**TASK STATEMENT:** Copy out, from the entries below, each line holding the string "sign".
--- LISTED ENTRIES ---
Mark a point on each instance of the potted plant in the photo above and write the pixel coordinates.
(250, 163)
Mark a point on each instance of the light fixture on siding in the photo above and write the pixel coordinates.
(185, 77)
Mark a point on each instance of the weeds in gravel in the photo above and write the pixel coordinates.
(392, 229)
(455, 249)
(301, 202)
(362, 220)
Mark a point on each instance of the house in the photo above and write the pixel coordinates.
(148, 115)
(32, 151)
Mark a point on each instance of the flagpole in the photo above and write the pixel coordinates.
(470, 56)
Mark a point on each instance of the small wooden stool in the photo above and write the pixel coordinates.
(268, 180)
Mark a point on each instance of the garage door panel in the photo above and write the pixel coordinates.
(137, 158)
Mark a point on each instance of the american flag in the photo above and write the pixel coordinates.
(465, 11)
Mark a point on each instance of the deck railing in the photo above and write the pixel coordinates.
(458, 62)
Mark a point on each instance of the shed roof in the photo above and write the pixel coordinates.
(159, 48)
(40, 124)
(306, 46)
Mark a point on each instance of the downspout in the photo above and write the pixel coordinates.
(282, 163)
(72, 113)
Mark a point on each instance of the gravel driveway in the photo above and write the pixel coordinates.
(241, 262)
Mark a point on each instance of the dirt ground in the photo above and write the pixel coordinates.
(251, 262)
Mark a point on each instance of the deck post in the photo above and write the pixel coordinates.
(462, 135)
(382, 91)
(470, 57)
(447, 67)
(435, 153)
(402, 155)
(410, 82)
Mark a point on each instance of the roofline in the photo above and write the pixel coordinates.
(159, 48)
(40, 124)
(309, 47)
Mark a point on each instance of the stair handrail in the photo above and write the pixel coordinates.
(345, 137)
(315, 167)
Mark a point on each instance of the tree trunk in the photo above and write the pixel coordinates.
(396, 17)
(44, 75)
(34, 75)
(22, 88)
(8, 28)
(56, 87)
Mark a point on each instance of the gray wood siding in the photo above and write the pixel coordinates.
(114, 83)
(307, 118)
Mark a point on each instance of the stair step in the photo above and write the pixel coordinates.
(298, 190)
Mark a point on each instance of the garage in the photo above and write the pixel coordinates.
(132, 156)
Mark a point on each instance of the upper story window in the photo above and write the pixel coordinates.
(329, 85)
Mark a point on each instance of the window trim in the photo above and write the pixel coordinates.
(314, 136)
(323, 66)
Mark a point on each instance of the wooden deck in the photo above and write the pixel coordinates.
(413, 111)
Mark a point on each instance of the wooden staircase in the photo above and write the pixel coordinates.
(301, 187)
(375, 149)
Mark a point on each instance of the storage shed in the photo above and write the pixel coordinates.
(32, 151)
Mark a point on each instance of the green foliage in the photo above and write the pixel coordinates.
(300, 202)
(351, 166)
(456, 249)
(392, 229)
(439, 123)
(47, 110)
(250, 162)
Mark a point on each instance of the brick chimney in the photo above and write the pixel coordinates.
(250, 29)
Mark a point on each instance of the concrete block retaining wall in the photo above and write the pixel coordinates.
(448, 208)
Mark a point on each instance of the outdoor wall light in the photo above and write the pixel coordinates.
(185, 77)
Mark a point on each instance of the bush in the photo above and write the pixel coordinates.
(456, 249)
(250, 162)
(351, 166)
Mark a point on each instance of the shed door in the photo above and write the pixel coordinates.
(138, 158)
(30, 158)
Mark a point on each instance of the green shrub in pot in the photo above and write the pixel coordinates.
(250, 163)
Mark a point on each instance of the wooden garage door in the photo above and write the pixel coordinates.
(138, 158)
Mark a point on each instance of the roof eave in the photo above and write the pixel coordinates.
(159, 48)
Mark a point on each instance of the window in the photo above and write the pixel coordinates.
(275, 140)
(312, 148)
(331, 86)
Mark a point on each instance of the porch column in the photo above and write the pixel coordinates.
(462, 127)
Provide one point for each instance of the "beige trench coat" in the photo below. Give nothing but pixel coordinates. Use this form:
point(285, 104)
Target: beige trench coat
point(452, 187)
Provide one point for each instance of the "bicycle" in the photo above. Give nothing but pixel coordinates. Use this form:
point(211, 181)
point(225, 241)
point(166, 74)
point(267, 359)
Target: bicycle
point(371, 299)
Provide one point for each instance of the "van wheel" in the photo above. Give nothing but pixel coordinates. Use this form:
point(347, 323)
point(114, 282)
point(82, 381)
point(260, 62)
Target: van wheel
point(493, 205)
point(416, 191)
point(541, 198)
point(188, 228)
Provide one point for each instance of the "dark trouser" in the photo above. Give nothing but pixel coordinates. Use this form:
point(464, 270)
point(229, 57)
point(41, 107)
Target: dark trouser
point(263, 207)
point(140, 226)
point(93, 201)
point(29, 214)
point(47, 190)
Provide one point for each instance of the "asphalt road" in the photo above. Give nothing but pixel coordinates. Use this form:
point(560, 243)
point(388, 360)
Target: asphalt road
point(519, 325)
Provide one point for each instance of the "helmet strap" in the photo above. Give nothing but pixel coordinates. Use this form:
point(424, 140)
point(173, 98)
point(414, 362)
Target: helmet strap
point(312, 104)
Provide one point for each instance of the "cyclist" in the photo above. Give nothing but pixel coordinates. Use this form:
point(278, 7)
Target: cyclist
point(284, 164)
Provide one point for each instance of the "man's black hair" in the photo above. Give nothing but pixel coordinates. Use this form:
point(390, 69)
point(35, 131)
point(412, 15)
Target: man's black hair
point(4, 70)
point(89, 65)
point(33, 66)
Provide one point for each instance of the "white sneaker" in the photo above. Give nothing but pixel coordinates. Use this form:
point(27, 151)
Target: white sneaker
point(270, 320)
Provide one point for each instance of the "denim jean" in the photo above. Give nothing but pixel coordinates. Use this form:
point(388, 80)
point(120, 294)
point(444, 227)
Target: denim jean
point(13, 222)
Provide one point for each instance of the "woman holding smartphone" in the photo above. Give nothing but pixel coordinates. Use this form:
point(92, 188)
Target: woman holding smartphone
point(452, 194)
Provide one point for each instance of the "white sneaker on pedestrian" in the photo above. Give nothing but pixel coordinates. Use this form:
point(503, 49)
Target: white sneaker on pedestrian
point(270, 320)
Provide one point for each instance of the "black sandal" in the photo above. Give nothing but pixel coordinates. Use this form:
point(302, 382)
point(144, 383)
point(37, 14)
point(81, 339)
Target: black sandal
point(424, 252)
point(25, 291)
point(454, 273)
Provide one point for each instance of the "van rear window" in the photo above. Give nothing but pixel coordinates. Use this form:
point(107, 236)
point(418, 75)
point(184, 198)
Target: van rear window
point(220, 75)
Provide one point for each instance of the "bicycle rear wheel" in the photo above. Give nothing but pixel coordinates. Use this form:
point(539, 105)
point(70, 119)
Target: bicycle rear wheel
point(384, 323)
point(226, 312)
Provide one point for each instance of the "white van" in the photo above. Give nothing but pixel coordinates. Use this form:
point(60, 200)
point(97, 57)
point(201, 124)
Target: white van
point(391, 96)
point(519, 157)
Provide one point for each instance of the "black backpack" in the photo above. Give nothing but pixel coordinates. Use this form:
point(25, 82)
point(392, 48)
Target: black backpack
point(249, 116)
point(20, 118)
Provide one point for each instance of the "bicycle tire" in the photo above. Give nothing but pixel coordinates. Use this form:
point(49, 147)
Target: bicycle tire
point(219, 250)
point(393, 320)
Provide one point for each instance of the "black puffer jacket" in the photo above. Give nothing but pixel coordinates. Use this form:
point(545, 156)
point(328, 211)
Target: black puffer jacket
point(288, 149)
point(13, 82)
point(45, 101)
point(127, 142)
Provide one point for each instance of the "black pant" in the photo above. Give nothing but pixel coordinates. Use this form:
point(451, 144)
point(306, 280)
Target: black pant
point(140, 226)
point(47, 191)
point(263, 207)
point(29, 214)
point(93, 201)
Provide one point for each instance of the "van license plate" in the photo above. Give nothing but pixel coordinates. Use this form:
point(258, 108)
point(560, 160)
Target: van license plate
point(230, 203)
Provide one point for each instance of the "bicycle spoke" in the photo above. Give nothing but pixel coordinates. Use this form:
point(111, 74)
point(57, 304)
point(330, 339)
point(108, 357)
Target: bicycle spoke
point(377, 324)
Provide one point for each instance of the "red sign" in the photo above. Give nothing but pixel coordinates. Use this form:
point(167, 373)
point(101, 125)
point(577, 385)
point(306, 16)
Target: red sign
---
**TASK SOLUTION:**
Provide one point for each instance of the "red sign" in the photo above. Give nothing but pixel coordinates. Use this form:
Target: red sign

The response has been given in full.